▸ **DIRECTIONS**
Copy each line containing the word "rough" from the records that follow, please.

▸ **INPUT**
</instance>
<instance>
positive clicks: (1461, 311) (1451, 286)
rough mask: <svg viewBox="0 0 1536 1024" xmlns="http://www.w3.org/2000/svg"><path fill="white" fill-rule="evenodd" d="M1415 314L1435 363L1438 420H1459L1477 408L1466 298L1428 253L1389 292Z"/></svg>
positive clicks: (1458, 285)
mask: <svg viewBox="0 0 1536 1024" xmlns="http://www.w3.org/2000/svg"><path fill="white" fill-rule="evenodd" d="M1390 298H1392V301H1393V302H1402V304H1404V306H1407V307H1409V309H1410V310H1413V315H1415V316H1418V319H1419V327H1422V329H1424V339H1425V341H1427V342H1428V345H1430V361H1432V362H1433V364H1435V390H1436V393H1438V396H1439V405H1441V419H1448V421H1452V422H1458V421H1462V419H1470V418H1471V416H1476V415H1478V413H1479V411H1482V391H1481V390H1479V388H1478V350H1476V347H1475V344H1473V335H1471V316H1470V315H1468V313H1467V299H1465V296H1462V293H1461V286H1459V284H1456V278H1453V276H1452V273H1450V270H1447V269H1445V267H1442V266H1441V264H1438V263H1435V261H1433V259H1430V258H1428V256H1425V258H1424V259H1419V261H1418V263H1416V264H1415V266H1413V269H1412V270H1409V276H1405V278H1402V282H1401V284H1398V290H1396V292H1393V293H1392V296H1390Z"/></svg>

* * *

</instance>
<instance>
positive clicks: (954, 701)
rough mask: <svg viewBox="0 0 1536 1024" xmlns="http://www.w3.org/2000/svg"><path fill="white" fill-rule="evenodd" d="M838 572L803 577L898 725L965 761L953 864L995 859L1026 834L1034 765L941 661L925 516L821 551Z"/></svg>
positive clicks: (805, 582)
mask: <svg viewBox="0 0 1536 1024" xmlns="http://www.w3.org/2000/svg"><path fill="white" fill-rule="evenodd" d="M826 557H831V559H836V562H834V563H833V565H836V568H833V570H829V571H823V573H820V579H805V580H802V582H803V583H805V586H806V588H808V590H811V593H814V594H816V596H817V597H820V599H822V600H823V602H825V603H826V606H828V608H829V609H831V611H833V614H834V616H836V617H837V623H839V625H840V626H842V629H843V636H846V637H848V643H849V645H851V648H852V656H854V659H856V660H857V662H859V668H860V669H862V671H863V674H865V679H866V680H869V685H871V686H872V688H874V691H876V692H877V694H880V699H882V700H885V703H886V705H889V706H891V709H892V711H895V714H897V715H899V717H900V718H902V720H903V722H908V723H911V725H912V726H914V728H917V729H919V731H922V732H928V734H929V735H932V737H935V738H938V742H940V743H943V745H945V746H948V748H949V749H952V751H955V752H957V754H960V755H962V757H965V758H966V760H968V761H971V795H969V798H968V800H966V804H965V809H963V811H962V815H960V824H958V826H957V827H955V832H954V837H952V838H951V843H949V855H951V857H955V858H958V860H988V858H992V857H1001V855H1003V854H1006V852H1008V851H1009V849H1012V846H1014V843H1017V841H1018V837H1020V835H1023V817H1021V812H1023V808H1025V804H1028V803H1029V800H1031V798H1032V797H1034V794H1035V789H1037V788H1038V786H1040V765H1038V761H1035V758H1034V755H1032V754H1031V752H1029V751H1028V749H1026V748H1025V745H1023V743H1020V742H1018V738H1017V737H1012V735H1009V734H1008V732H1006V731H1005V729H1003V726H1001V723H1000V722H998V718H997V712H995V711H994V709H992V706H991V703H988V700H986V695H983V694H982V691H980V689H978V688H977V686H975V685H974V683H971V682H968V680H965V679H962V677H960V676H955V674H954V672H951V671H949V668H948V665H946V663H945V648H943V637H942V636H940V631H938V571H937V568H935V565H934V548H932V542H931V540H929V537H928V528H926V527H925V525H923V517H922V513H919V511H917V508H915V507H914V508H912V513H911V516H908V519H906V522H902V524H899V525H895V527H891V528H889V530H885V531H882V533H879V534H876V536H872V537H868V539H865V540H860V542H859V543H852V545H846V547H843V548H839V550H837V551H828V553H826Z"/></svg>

▸ **EXERCISE RESPONSE**
rough mask: <svg viewBox="0 0 1536 1024" xmlns="http://www.w3.org/2000/svg"><path fill="white" fill-rule="evenodd" d="M1415 314L1435 363L1438 420H1459L1477 408L1466 298L1428 253L1389 292Z"/></svg>
rough mask: <svg viewBox="0 0 1536 1024" xmlns="http://www.w3.org/2000/svg"><path fill="white" fill-rule="evenodd" d="M838 572L803 577L898 725L965 761L953 864L995 859L1026 834L1034 765L941 661L925 516L821 551Z"/></svg>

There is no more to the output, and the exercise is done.